◆ THE REQUEST ◆
Show every line in the listing below that contains the word "foliage".

◆ DATASET RECORDS ◆
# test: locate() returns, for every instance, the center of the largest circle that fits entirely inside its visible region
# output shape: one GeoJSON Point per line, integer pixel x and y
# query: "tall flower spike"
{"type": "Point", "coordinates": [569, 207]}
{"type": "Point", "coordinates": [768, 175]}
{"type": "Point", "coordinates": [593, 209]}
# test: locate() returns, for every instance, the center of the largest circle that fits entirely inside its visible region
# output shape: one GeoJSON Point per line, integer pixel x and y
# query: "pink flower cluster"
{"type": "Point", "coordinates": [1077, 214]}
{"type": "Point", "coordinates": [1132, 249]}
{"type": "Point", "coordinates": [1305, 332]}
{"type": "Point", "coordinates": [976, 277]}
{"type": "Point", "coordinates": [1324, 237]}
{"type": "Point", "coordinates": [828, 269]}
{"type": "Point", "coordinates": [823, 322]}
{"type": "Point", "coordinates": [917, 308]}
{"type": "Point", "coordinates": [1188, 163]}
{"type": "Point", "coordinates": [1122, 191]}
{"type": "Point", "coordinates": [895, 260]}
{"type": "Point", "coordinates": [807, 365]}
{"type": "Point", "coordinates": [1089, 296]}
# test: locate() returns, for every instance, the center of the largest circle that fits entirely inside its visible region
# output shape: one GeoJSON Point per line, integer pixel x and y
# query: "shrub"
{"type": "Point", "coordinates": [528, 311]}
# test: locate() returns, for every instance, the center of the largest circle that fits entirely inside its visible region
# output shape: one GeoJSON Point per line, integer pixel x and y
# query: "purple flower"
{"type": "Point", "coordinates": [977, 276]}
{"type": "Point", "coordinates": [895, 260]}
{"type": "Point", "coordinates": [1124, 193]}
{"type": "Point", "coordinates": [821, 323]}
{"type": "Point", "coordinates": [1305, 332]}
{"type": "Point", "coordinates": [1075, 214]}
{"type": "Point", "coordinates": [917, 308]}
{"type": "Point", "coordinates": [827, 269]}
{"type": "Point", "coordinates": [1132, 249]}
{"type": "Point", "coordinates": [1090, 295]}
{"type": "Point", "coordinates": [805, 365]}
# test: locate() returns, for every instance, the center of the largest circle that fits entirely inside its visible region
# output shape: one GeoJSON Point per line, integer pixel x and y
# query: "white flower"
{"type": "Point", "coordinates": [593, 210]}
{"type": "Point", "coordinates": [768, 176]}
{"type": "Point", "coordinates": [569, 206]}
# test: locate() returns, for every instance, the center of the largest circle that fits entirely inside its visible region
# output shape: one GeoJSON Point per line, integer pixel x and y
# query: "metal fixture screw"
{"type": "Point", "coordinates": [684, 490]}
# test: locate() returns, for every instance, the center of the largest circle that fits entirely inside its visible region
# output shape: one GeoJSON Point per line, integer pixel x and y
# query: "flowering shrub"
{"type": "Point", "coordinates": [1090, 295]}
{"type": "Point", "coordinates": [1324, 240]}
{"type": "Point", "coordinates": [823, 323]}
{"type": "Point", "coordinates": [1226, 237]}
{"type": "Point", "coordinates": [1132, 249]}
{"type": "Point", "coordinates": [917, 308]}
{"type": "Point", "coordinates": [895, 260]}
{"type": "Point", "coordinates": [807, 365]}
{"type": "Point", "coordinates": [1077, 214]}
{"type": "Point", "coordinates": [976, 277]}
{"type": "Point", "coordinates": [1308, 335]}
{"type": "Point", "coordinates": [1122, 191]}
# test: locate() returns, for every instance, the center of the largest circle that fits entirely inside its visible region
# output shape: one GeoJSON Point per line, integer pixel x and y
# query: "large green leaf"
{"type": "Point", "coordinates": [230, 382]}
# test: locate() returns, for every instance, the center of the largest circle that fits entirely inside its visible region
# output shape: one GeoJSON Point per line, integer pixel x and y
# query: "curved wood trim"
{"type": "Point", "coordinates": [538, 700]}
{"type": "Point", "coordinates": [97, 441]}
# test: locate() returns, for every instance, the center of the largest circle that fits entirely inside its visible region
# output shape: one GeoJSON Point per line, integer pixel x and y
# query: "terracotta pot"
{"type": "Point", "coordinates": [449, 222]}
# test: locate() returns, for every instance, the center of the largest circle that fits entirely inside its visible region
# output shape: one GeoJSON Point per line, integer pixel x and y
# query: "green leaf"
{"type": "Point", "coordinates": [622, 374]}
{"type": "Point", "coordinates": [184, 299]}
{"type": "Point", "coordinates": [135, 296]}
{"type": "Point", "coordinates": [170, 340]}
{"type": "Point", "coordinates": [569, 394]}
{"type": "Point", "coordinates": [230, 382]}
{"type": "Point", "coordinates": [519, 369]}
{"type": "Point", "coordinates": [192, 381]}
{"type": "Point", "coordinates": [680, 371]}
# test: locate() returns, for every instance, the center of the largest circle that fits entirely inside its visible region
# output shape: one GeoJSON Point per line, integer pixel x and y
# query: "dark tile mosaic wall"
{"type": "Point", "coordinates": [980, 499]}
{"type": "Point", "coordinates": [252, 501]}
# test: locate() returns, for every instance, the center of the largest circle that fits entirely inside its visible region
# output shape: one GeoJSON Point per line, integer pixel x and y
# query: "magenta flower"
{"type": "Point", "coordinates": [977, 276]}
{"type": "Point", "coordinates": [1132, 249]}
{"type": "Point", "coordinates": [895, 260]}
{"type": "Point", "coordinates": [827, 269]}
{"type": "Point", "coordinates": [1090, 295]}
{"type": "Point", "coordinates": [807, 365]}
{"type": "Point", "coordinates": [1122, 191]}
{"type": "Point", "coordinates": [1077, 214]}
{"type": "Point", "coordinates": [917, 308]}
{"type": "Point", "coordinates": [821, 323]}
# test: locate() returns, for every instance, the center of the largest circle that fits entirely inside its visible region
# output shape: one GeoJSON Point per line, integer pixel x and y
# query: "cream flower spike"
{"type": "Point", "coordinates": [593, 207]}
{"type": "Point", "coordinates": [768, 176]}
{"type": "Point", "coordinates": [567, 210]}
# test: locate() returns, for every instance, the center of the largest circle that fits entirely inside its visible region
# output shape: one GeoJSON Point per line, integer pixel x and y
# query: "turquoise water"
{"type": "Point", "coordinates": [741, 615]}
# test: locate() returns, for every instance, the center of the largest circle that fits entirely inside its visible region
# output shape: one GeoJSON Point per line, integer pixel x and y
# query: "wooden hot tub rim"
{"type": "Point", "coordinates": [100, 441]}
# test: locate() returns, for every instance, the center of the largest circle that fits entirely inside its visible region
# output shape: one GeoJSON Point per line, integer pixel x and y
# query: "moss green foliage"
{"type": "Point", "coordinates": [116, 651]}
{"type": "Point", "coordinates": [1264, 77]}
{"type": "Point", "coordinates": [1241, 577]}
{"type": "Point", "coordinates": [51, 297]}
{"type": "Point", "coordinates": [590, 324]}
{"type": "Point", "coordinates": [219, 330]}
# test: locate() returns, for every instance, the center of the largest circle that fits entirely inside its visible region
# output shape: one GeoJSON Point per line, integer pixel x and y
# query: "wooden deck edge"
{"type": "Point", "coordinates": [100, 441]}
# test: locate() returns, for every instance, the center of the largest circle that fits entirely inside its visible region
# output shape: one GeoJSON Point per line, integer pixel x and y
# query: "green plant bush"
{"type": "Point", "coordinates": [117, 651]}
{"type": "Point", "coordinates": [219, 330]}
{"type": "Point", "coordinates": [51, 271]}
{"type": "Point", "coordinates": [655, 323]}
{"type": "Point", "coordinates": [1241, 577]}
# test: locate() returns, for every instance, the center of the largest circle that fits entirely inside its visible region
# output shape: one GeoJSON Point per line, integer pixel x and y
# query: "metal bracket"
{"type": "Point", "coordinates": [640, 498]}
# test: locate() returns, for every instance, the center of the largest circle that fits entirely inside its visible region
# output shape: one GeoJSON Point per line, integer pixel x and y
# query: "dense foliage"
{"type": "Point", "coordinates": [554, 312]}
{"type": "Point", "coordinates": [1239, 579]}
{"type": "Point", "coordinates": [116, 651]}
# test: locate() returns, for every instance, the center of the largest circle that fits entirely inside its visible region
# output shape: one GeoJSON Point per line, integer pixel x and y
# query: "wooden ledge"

◆ TASK RESPONSE ◆
# query: "moss green foliage"
# query: "dense foliage"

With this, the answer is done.